> _Exercise objective_:
Please filter the entries and return only the lines that include "wall".

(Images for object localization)
┄┄┄┄┄┄┄┄┄┄

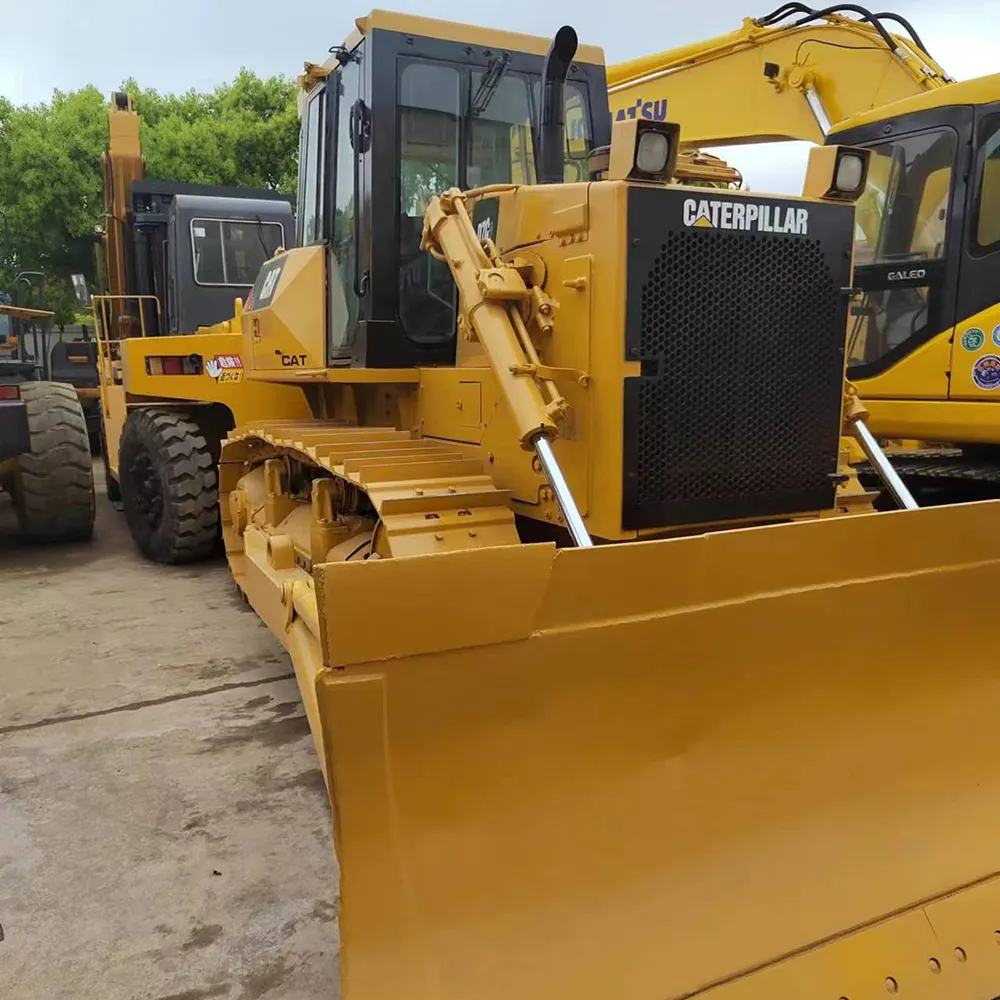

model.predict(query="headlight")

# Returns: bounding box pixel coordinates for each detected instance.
[608,119,680,183]
[802,145,870,202]
[636,130,671,175]
[834,152,865,194]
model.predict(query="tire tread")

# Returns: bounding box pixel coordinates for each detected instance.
[118,408,218,563]
[13,381,96,542]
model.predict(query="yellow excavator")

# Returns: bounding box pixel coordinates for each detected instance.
[610,4,1000,500]
[608,4,950,144]
[217,10,1000,1000]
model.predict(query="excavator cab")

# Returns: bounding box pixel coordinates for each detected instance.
[834,79,1000,405]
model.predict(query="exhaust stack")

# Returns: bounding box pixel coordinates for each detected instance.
[538,25,578,184]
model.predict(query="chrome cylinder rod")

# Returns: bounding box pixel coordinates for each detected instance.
[532,433,593,547]
[804,87,832,136]
[852,420,919,511]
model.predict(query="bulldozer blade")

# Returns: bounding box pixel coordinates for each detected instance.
[308,500,1000,1000]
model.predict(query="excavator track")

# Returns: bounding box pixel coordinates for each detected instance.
[855,447,1000,501]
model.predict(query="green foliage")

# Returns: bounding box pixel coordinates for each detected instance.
[0,71,299,323]
[400,160,456,217]
[122,71,299,192]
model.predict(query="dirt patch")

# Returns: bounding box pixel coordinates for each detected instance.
[181,923,224,952]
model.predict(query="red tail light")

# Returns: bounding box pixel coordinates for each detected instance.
[0,384,21,400]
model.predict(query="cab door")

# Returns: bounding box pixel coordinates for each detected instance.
[949,103,1000,399]
[837,106,971,398]
[328,41,366,363]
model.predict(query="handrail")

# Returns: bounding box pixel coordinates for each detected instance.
[91,293,163,420]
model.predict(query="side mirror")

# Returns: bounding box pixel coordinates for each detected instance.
[71,274,90,308]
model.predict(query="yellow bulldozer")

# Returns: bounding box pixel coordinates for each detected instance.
[201,10,1000,1000]
[609,4,1000,501]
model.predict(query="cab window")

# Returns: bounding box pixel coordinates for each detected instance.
[853,129,954,266]
[469,70,535,187]
[297,88,326,247]
[848,128,956,369]
[397,59,596,345]
[398,60,462,345]
[330,52,362,351]
[191,219,285,287]
[531,80,593,182]
[975,113,1000,250]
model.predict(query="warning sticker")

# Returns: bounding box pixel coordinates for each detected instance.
[961,328,985,352]
[972,354,1000,391]
[206,354,243,382]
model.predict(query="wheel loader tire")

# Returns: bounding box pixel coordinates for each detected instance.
[12,381,96,543]
[118,408,218,564]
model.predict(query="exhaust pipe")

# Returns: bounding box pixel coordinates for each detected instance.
[538,25,578,185]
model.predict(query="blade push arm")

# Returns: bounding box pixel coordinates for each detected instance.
[608,5,951,146]
[421,187,592,547]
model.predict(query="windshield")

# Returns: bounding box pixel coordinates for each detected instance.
[854,129,956,267]
[397,58,595,344]
[847,128,957,371]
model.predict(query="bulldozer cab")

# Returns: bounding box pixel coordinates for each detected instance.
[836,77,1000,388]
[291,11,609,369]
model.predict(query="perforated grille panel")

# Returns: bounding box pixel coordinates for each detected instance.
[622,188,852,530]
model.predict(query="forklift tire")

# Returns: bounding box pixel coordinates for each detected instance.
[12,381,96,543]
[118,408,218,564]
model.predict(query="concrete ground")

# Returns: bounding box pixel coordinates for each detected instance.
[0,464,339,999]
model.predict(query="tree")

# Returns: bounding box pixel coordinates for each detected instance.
[123,71,299,192]
[0,86,107,321]
[0,72,299,323]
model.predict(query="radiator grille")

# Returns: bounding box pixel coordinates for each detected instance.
[623,196,851,531]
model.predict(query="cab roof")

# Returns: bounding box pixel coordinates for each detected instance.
[832,73,1000,134]
[303,9,604,87]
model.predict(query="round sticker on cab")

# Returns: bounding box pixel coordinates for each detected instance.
[993,324,1000,347]
[972,354,1000,391]
[962,328,985,351]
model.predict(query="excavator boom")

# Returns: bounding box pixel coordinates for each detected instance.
[608,5,950,145]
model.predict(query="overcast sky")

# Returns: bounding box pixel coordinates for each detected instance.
[1,0,996,192]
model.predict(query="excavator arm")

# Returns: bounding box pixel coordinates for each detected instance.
[608,4,952,147]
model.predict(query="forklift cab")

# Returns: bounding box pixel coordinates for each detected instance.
[127,181,294,335]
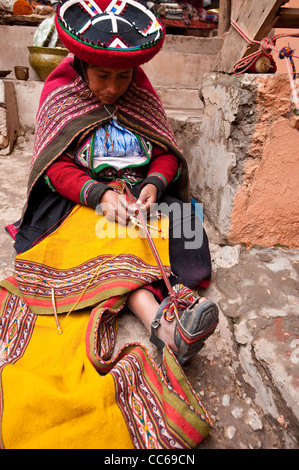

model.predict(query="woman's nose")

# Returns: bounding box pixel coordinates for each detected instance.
[107,79,118,94]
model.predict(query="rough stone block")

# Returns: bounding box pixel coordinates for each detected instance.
[172,72,298,249]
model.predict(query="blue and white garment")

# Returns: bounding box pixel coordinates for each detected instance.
[92,119,150,170]
[75,119,153,176]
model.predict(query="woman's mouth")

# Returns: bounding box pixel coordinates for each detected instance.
[102,96,117,104]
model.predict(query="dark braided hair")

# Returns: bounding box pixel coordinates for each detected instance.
[72,56,88,80]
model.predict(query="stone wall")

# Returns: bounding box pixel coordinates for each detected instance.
[175,72,299,249]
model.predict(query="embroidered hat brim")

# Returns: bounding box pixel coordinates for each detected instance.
[55,0,166,68]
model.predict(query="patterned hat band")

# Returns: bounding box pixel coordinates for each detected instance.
[55,0,165,68]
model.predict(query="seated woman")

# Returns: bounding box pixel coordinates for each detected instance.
[14,0,218,367]
[1,0,219,449]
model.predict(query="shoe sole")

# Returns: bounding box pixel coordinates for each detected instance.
[175,300,219,366]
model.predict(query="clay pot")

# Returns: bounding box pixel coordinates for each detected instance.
[14,66,29,81]
[0,71,12,78]
[28,46,68,81]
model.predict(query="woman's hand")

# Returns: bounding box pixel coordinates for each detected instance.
[99,184,158,225]
[99,190,131,225]
[135,184,158,216]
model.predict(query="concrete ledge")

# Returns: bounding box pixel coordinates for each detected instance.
[142,50,217,89]
[0,79,42,133]
[161,35,223,55]
[11,79,203,129]
[155,86,203,111]
[14,79,43,130]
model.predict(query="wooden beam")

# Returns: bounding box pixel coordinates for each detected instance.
[212,0,289,73]
[218,0,231,36]
[0,81,19,156]
[0,13,45,27]
[274,8,299,28]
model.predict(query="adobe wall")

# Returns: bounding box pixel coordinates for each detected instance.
[176,72,299,249]
[229,75,299,249]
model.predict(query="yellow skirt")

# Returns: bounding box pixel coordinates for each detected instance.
[1,310,133,449]
[0,204,213,449]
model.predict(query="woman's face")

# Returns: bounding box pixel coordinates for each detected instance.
[85,65,134,105]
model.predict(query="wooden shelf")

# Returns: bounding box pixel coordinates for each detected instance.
[212,0,291,73]
[0,13,46,26]
[164,19,216,30]
[275,7,299,29]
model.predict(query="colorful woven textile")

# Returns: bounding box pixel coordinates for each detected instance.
[0,55,213,449]
[0,202,213,448]
[55,0,165,68]
[27,55,188,199]
[17,55,190,244]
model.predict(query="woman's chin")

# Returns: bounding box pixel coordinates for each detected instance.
[102,98,117,105]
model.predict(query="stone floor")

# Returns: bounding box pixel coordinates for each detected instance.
[0,131,298,449]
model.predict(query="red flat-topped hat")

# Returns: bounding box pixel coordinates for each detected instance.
[55,0,165,68]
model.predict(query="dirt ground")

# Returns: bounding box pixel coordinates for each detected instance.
[0,131,298,450]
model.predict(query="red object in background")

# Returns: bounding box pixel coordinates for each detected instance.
[189,0,203,8]
[247,54,277,74]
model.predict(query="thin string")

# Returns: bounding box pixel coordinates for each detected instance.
[124,185,213,339]
[51,252,121,334]
[103,124,114,153]
[103,104,117,121]
[51,182,198,339]
[279,47,299,111]
[124,184,173,297]
[124,184,185,328]
[51,195,165,333]
[231,20,299,111]
[231,19,299,75]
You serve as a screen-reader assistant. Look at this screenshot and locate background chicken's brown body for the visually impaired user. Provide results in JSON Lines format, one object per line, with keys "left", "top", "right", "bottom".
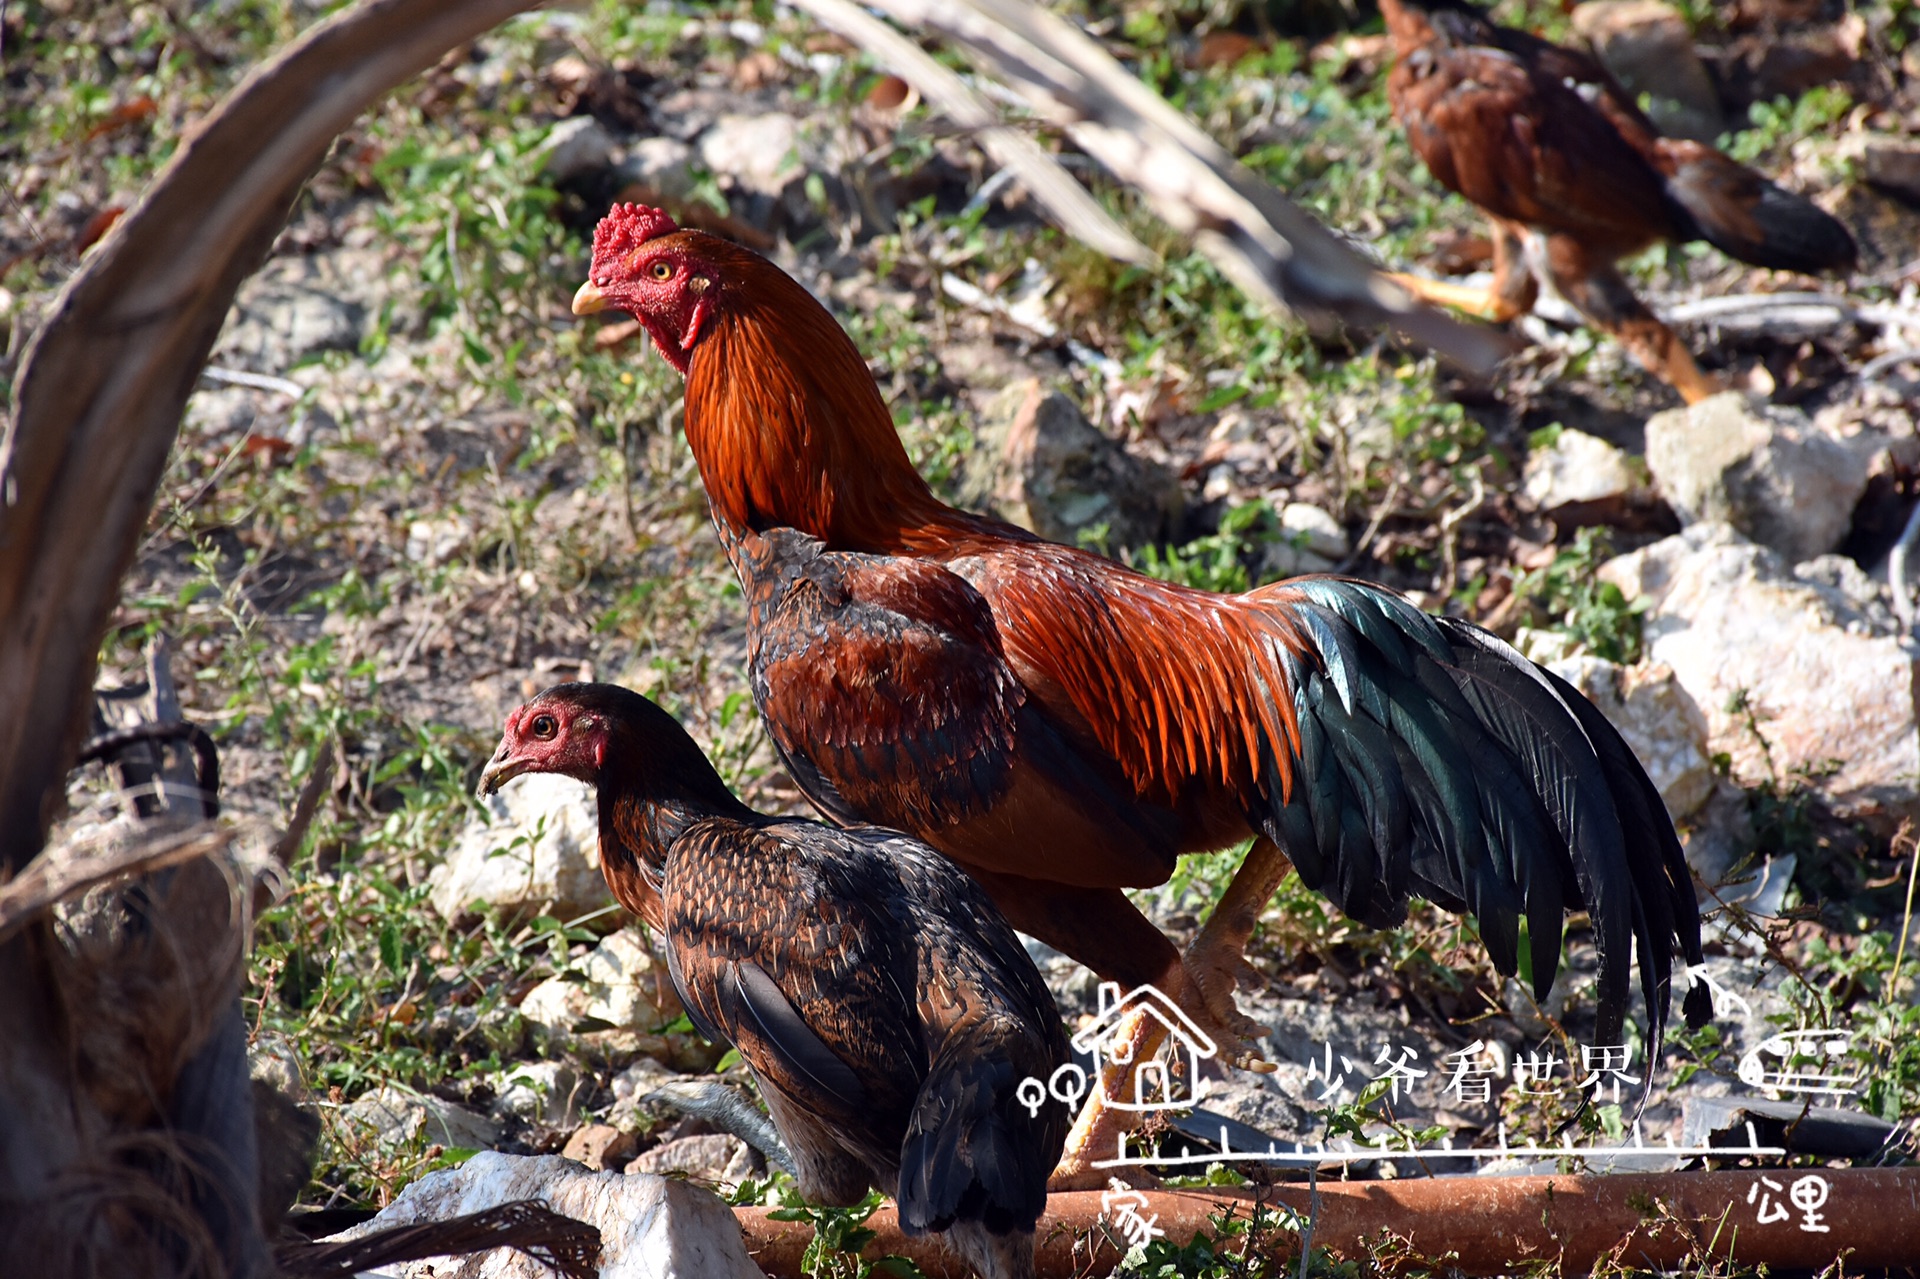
{"left": 1380, "top": 0, "right": 1856, "bottom": 403}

┄┄┄┄┄┄┄┄┄┄

> _Answer to this exercise_:
model.predict(query="stone wall")
model.predict(query="adobe wall")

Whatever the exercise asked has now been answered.